● **To do**: Repeat the data precisely as given.

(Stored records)
★ ★ ★ ★ ★

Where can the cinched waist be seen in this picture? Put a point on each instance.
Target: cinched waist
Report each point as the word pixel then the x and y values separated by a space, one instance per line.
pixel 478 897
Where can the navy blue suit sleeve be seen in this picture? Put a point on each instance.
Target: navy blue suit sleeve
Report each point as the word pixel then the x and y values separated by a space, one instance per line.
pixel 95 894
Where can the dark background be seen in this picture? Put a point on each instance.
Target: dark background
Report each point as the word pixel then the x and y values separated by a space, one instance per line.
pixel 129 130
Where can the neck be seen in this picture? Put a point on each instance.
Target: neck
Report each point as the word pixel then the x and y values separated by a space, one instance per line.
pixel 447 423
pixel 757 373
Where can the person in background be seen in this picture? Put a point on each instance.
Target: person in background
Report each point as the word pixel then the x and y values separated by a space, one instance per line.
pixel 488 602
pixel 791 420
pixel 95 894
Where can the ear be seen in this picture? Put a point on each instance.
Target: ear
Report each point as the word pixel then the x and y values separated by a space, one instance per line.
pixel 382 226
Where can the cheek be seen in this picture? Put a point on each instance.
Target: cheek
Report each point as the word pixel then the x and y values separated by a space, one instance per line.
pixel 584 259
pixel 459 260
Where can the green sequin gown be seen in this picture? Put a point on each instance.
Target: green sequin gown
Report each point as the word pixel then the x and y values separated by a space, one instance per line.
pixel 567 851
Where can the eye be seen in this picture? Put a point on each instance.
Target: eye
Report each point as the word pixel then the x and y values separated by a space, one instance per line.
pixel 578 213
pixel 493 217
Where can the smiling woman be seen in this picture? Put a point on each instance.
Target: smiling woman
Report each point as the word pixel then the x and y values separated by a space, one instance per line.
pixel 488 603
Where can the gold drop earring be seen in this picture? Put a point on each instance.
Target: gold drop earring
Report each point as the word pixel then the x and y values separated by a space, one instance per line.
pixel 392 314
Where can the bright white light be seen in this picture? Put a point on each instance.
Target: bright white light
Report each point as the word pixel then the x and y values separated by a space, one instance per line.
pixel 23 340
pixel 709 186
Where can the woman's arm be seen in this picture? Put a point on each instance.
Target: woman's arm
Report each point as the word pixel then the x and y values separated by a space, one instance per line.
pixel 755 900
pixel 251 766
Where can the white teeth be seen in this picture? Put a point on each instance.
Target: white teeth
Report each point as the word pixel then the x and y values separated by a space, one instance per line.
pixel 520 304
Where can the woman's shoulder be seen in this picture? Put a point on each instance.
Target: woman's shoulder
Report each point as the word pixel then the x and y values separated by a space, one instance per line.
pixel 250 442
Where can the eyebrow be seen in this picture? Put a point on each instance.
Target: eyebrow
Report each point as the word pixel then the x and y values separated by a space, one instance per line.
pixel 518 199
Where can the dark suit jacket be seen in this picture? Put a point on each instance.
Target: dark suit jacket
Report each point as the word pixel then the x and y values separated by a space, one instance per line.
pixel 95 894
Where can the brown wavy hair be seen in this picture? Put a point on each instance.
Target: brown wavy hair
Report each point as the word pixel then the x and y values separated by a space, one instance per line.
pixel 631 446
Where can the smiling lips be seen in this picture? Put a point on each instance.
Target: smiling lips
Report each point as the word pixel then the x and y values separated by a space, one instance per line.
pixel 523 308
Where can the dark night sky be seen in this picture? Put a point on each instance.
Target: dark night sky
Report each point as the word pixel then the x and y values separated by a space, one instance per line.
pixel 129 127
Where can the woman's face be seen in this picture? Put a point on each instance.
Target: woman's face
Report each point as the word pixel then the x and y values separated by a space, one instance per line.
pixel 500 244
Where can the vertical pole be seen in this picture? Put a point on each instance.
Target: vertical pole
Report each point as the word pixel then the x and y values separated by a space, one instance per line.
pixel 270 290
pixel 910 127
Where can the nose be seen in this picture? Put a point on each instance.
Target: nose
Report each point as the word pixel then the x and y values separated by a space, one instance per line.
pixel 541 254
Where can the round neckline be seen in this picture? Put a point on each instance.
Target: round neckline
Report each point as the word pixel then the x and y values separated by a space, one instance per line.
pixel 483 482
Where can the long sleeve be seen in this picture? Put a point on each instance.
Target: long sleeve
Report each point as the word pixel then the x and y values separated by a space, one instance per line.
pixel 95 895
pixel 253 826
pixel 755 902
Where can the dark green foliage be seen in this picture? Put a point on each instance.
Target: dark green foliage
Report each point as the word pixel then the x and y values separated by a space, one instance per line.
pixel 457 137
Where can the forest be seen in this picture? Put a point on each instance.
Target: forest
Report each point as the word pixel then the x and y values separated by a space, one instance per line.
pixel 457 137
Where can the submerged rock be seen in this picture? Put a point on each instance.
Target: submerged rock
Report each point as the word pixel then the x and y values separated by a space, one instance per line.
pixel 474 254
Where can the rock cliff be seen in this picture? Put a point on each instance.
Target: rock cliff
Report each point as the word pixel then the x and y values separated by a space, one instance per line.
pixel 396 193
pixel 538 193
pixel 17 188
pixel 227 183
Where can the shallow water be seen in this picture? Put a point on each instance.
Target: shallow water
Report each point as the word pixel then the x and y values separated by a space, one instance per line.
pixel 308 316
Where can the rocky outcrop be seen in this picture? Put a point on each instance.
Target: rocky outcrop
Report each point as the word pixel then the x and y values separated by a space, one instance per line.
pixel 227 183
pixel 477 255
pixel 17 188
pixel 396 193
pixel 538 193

★ ★ ★ ★ ★

● **Solved exercise**:
Where can the cinched waist be seen in this picture? Put a point on each instance.
Target: cinched waist
Report each point as the word pixel then the x and y values separated by a space, one instance per line.
pixel 478 897
Where can the navy blue suit sleeve be seen in this picture? Put a point on each instance.
Target: navy blue suit sleeve
Report each point as the word pixel then the x and y values separated by a space, one instance per line.
pixel 95 894
Where can the dark background be seen in this picture? Put a point on each instance.
Target: dark background
Report each point as the word pixel then the x and y values separated by a space, one instance per line.
pixel 129 130
Where can the neck be seen in this picture? Put a point on each instance.
Target: neck
Report each point as the word pixel then the x and y values separated by a space, one instance per line.
pixel 447 423
pixel 757 373
Where can the person in background be seen in this picture? Put a point on each instance.
Target: person in background
Report each point as the word pixel then the x and y values separated by a space, one instance per line.
pixel 488 602
pixel 791 420
pixel 95 894
Where can the ear be seen in this picture? Put a point on each instance.
Target: ear
Report each point as the word pixel then the x and y values separated by a space, one instance per line.
pixel 382 226
Where can the cheek be seen in this picture? Put a point on each instance.
Target: cheek
Report each point as the word pixel then the x and y values separated by a space, one instance per line.
pixel 584 259
pixel 459 260
Where can the green sequin gown be seen in this picture? Put a point on each instance.
Target: green sequin gown
Report each point as the word pixel then the x and y values separated by a space, one instance per line.
pixel 567 851
Where can the eye be seen in this picture? Put a point on each instance.
Target: eye
Report each point as the word pixel then the x and y values separated by a space, one instance per line.
pixel 578 213
pixel 493 217
Where can the smiling woman be seen in this picture? Put a point on each instance.
Target: smiling woman
Report each point as the word pixel then the x and y values separated by a space, one instance per line.
pixel 488 603
Where can the gold drop earring be seen in this picture? Put a point on each instance.
Target: gold drop earring
Report each point as the word pixel then the x and y values separated by a space, one instance per line.
pixel 392 314
Where can the bright white light be seen in this picture? Put a point on each instance.
Target: bright white light
Report each point as the word pixel then the x and y values separated by a space, one instance per line.
pixel 23 340
pixel 709 186
Where can the woman's arm be seen in this picture? Put a point on each instance.
Target: woman's arm
Report each point as the word pixel then the x and y values separated by a space, one instance per line.
pixel 755 900
pixel 251 766
Where can the white teeth be seen in this picture? Put a point on each instance.
Target: white teeth
Report each point as the word pixel then the x and y values separated by a space, one instance per line.
pixel 520 304
Where can the woman's shoulder be seen in this picture? Put a point on each instance.
Target: woman's shoulder
Report each point as the word pixel then the x and y values separated by a space, one instance per line.
pixel 250 442
Where can the eyebrow be seen in this picture? Put a point on each instance.
Target: eyebrow
Report each point as the word pixel then the x and y values separated by a space, one instance per line.
pixel 518 199
Where can the dark suit jacket be seen in this picture? Put a point on each instance.
Target: dark suit jacket
Report each point as the word pixel then the x and y values separated by a space, one instance per line.
pixel 95 894
Where can the brown wavy hair be seen in this picture? Put a point on each instance.
Target: brown wavy hair
Report each point as the word pixel then the x and y values separated by a space, one instance per line.
pixel 631 446
Where can the smiling lips be seen in this picture? Put a point on each instance.
Target: smiling lips
Report each point as the word pixel then the x and y values separated by a space, one instance per line.
pixel 523 308
Where can the dark night sky be seen in this picture? Put a point on each instance.
Target: dark night sky
Report each point as the word pixel then the x and y values separated by a space, one instance per line.
pixel 129 127
Where can the woman's face be seen in this picture? Put a point on each instance.
Target: woman's face
Report each point as the word pixel then the x and y values separated by a space, one instance per line.
pixel 500 244
Where can the vertical pole be seen in this picture? Put a point on each instance.
Target: vertical pole
Report each point as the word pixel then the x and y values separated by a space, one instance per line.
pixel 270 290
pixel 910 127
Where can the nose be seen in this picture? Put a point on each instance.
Target: nose
Report each point as the word pixel then the x and y values separated by a space, one instance per line.
pixel 541 254
Where can the round neckline be seen in this picture? Put a point on each instance.
Target: round neckline
Report each point as the word pixel then the x and y values separated by a space, one instance per line.
pixel 483 482
Where can the long sleeve be seen in this picture? Put a point on each instance.
Target: long sleeve
Report each point as the word pixel then the x and y values separated by a space, one instance per line.
pixel 95 895
pixel 253 826
pixel 755 902
Where can the dark green foliage be seen in this picture? Put a point on each instance.
Target: dark green foliage
Report each point as the word pixel then the x and y values separated by a space, one instance per line.
pixel 457 137
Where can the forest be seen in this picture? Put a point on each instance.
Target: forest
Report each point as the word pixel then the x and y values separated by a space, one instance per line.
pixel 457 137
Where can the submerged rock be seen in this picture? Put a point on each instance.
Target: submerged rock
Report each point as the word pixel then the x and y values separated by a space, one instance per line.
pixel 474 254
Where can the rock cliff be seen in this picture? Put a point on each instance.
Target: rock cliff
Report each point as the word pixel then the x and y values separated by a space, one instance per line.
pixel 396 193
pixel 538 193
pixel 17 188
pixel 227 183
Where can the shallow water be seen in this picture? Put a point on each instance.
Target: shallow water
Report each point as the word pixel then the x and y values separated by a space, one instance per line.
pixel 308 316
Where can the rocky outcrop be seen in this picture? Put a point on each instance.
Target: rocky outcrop
Report each point as the word pixel then the x and y values separated by a space, one instance per line.
pixel 227 183
pixel 477 255
pixel 17 188
pixel 396 193
pixel 538 193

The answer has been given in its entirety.